> Passage:
::::::::
These two actions are brought to recover for the conscious suffering and death of the plaintiff’s intestate, hereafter termed the plaintiff, alleged to have been caused by a defective condition of a highway. There was evidence tending to show that the accident occurred in this way: The plaintiff, a milkman, was watering his horse at a fountain in the street between eight and nine o’clock of a misty morning, when an automobile carefully driven came upon the street and, by reason of the extremely slippery condition of its surface due to its being oiled on the preced*464ing afternoon by those in charge of the defendant’s streets, began to skid, could not be controlled, and came into collision with the plaintiff’s milk wagon, whereby the plaintiff was injured and subsequently died.
1. There was evidence that the defendant failed in the performance of its statutory duty to maintain the way reasonably safe for travel, and permitted to exist a defect consisting of extraordinary slipperiness in the surface of the street. Mere smoothness and slipperiness of a sidewalk may be a defect. Cromarty v. Boston, 127 Mass. 329. Moynihan v. Holyoke, 193 Mass. 26. Oil spread upon the surface of the street, thus rendering it unreasonably slippery, is in no wise, distinguishable, so far as concerns the legal principles involved, from the Hyatt lights in issue in these cases. Zegeer v. Barrett Manuf. Co. 226 Mass. 146.
2. Cities and towns are not required by the law to make special provisions in order to keep all their public ways at all times in condition for the safe passage of automobiles, bicycles and other mechanisms for travel newly devised and unthought of at the time when the statute imposing the general duty as to repairs of ways and liability for defects therein was enacted. But they are obliged to keep their ways reasonably safe and convenient for travel generally, having regard to all the circumstances. Automobiles are recognized by the law as a legal method of travel. Elaborate statutory provisions are made for their registration, for the licensing of those who operate them, and for their management upon public ways. It is common knowledge that at present in this Commonwealth a vastly larger number of people travel upon the highways in automobiles than in horse drawn vehicles. The care as to the repair of ways cast upon municipalities by the statutes has reference to all kinds of legitimate travel, including that rightly undertaken in automobiles. Although special provisions for their safety are not demanded, their presence cannot be ignored. The subject is considered fully in Doherty v. Ayer, 197 Mass. 241, and need not here be discussed again.
::::::::
> Requirement:
Copy the highway defect opinion between "These two actions" and "and subsequently died.", inclusive, replacing "milkman" with "dairyman". The data that follow were drawn from a separate source.

[Object position labeling data]
::::::::
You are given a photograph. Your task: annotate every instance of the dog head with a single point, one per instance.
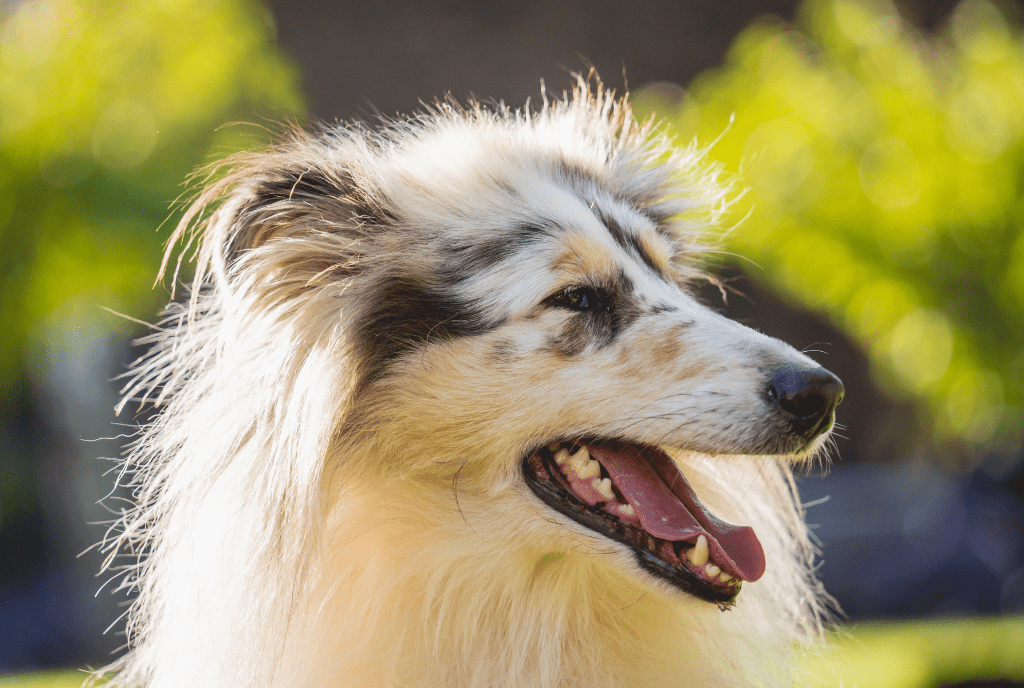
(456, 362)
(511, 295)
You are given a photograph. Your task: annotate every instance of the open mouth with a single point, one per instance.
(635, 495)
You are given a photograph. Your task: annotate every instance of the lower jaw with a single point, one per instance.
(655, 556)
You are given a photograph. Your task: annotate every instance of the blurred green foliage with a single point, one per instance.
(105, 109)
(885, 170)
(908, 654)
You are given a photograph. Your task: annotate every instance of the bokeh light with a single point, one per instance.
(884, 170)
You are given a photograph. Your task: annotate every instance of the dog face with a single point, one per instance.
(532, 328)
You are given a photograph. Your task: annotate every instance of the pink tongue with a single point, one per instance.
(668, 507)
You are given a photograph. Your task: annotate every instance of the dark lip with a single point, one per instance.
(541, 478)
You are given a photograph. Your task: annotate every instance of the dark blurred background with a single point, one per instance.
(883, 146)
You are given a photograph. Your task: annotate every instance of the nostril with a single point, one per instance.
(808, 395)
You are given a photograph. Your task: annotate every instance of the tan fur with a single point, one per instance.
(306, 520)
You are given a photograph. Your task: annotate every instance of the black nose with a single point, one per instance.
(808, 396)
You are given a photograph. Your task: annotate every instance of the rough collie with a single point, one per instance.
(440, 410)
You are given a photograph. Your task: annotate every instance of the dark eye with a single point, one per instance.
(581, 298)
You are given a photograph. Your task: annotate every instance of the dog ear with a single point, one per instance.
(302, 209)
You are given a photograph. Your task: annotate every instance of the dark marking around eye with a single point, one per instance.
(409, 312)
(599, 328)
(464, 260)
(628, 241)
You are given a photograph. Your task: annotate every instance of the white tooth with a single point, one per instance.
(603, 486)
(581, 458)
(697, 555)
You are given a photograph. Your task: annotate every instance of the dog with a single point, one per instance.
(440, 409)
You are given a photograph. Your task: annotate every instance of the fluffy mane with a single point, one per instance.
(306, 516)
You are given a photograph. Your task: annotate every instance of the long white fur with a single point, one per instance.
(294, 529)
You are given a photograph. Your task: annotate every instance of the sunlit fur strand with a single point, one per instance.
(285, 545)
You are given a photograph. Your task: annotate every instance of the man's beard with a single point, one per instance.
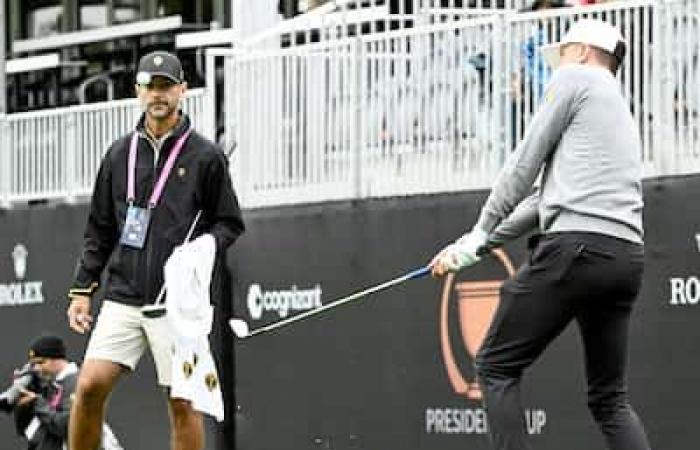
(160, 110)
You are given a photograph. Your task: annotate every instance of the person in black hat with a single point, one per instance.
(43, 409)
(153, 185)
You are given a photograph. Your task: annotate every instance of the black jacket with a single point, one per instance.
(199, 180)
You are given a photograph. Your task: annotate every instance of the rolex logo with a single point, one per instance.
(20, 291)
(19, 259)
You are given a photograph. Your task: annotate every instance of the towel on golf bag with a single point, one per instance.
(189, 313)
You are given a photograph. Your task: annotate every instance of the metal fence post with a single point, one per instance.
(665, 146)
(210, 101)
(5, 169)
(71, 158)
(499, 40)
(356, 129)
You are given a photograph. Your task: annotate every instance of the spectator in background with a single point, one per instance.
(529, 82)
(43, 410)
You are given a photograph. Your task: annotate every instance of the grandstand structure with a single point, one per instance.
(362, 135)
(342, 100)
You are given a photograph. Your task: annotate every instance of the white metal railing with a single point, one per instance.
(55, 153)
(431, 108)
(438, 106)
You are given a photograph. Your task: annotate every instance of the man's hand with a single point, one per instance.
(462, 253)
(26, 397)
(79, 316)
::::::::
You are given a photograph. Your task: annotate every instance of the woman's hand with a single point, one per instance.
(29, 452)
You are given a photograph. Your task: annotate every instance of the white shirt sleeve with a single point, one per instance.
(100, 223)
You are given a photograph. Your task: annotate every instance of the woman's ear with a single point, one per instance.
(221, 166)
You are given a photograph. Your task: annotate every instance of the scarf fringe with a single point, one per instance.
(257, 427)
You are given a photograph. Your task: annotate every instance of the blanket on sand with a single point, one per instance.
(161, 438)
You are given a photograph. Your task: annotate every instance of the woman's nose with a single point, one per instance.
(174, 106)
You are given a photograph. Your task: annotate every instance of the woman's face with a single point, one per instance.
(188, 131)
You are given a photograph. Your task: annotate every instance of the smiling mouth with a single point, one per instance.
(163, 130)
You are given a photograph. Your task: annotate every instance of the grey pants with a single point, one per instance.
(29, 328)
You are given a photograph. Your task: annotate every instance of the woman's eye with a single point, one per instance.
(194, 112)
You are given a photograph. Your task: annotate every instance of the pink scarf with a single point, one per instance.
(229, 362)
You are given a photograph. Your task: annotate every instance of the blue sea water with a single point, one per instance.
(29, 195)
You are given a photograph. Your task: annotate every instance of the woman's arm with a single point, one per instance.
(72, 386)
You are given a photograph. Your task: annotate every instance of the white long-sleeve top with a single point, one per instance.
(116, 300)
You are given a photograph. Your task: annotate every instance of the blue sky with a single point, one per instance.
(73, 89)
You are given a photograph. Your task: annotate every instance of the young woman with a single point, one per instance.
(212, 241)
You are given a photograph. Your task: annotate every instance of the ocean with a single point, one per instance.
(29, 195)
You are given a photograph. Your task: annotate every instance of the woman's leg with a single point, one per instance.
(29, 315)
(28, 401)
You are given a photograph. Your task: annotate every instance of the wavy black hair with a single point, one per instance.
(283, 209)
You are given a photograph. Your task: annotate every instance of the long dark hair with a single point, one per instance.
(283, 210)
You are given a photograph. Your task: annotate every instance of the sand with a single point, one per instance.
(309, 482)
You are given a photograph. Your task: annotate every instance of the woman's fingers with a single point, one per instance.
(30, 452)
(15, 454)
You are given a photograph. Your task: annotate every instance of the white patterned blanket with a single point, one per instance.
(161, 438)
::::::::
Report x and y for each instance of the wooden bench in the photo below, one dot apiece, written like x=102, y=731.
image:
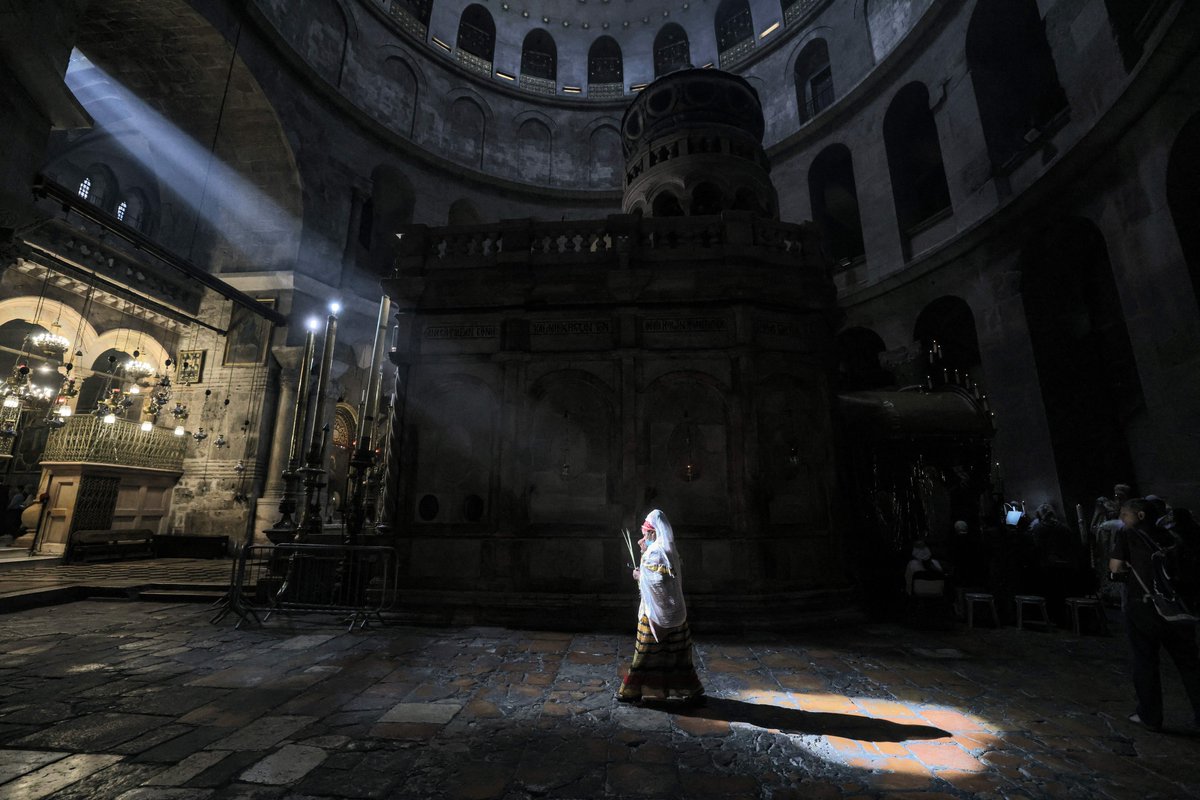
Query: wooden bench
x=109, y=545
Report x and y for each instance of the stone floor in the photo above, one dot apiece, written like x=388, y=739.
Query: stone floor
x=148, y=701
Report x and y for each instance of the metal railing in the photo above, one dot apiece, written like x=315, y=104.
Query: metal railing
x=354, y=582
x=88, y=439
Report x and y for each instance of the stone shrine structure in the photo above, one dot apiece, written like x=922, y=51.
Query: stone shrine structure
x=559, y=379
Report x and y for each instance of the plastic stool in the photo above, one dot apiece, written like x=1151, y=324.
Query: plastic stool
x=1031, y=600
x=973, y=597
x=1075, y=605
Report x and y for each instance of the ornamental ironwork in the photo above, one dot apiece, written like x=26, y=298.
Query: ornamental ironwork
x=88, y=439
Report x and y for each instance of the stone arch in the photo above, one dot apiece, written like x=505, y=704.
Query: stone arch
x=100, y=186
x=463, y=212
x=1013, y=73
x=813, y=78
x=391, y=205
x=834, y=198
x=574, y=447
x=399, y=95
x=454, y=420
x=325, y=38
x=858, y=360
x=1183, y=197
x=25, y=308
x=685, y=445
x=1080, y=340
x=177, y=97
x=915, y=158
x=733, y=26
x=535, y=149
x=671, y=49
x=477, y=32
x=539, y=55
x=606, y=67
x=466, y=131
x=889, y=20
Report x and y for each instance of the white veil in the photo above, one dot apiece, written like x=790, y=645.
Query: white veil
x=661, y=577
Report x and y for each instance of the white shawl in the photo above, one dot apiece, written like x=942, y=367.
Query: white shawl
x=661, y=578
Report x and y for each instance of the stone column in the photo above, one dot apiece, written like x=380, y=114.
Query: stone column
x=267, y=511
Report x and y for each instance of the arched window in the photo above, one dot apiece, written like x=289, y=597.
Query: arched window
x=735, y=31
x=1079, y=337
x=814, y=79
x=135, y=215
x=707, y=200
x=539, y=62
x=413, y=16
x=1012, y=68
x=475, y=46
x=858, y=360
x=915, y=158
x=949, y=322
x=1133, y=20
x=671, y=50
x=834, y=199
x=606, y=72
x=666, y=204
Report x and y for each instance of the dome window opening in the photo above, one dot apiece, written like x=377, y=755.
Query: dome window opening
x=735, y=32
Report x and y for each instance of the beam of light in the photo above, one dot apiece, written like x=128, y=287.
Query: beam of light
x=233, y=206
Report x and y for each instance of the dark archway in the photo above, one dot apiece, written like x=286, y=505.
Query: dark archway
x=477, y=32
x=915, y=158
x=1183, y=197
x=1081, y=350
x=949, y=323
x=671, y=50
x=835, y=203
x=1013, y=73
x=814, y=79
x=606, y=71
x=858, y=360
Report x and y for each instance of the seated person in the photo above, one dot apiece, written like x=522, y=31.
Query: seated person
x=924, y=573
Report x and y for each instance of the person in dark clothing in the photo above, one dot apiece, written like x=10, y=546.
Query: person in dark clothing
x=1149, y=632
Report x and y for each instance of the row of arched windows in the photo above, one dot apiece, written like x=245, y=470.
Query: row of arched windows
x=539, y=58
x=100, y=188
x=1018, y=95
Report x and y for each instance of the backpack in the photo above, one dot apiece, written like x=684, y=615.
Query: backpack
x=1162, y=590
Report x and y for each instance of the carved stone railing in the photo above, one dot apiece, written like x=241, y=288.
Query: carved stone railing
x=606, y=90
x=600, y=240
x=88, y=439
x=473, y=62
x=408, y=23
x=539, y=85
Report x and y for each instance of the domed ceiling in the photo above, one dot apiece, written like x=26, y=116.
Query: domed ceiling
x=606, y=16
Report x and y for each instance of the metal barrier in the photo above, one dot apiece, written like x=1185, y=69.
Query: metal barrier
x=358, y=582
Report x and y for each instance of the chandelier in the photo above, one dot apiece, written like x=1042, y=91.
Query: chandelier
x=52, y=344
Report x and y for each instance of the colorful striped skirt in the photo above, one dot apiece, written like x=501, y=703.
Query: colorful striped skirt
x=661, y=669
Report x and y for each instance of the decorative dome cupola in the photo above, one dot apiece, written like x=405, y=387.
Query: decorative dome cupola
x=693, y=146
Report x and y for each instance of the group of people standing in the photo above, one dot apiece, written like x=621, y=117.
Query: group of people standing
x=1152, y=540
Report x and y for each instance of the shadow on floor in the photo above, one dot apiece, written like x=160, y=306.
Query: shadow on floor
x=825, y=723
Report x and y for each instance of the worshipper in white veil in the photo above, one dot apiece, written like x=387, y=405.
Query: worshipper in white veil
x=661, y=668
::::::::
> Complete answer:
These two actions are brought to recover for the conscious suffering and death of the plaintiff’s intestate, hereafter termed the plaintiff, alleged to have been caused by a defective condition of a highway. There was evidence tending to show that the accident occurred in this way: The plaintiff, a dairyman, was watering his horse at a fountain in the street between eight and nine o’clock of a misty morning, when an automobile carefully driven came upon the street and, by reason of the extremely slippery condition of its surface due to its being oiled on the preced*464ing afternoon by those in charge of the defendant’s streets, began to skid, could not be controlled, and came into collision with the plaintiff’s milk wagon, whereby the plaintiff was injured and subsequently died.